((
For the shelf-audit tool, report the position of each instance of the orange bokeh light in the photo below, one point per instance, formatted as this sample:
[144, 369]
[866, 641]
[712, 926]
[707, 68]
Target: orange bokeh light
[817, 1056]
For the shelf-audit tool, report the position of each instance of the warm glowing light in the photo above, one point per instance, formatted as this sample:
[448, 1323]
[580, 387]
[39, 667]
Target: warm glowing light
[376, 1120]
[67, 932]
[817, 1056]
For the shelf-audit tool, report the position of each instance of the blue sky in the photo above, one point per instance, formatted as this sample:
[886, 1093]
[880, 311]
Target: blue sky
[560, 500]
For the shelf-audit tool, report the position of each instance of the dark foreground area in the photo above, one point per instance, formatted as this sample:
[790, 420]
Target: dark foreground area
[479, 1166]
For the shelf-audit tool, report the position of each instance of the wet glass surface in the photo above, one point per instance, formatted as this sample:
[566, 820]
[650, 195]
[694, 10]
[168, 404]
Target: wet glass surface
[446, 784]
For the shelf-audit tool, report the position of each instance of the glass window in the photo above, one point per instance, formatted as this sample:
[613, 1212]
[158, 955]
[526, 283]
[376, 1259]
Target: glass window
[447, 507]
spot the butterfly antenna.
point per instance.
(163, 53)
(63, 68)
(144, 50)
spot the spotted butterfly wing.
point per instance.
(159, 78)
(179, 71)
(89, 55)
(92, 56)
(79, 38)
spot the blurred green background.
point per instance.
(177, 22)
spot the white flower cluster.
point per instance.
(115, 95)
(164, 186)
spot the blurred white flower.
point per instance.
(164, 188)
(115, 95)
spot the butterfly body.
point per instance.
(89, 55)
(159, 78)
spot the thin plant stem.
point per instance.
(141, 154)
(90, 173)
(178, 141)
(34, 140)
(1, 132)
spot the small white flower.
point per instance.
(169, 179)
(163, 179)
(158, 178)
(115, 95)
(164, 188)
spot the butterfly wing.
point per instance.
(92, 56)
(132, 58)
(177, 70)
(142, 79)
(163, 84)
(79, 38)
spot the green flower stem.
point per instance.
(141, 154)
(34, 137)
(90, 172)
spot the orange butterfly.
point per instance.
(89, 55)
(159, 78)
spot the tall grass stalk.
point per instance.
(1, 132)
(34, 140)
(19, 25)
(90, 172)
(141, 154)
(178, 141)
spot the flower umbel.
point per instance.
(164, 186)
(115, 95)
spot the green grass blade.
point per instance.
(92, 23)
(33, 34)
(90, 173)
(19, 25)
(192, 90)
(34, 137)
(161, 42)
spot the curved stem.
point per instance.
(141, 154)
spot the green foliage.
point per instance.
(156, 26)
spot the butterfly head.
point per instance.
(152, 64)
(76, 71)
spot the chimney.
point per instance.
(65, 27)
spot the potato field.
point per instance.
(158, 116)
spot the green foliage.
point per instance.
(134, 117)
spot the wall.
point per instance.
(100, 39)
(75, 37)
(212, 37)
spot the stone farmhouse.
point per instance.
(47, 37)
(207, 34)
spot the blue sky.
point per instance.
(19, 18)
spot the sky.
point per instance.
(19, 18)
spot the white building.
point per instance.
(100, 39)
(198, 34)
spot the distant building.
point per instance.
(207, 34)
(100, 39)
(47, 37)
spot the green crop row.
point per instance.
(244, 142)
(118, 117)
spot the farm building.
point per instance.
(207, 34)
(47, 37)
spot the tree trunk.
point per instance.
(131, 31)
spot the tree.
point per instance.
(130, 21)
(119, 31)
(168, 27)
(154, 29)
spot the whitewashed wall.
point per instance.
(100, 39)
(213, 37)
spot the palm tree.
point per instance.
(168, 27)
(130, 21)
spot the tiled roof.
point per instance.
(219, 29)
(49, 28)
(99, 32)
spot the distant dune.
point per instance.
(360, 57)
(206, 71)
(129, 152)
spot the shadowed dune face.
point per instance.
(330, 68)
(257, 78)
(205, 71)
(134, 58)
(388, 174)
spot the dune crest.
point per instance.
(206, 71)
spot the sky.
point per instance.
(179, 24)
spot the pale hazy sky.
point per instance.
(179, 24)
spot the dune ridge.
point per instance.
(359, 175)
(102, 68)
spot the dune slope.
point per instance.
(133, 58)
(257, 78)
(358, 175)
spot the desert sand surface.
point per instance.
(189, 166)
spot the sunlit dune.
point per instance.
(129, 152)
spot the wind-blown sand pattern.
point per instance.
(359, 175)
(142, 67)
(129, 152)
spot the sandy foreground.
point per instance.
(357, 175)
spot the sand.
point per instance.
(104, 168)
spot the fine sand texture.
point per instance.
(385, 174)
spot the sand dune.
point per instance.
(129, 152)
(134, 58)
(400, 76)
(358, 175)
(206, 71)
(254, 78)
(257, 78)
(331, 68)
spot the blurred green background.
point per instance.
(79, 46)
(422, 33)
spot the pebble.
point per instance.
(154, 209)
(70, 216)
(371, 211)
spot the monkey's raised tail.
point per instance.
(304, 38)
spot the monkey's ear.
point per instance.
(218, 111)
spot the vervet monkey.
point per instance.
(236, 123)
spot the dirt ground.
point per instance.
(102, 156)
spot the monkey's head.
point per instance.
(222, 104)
))
_Problem to solve_. Each line in the data that holds the string "monkey" needs to be copied.

_Reply to the task_.
spot the monkey's raised tail.
spot the monkey's ear.
spot the vervet monkey.
spot the monkey's head.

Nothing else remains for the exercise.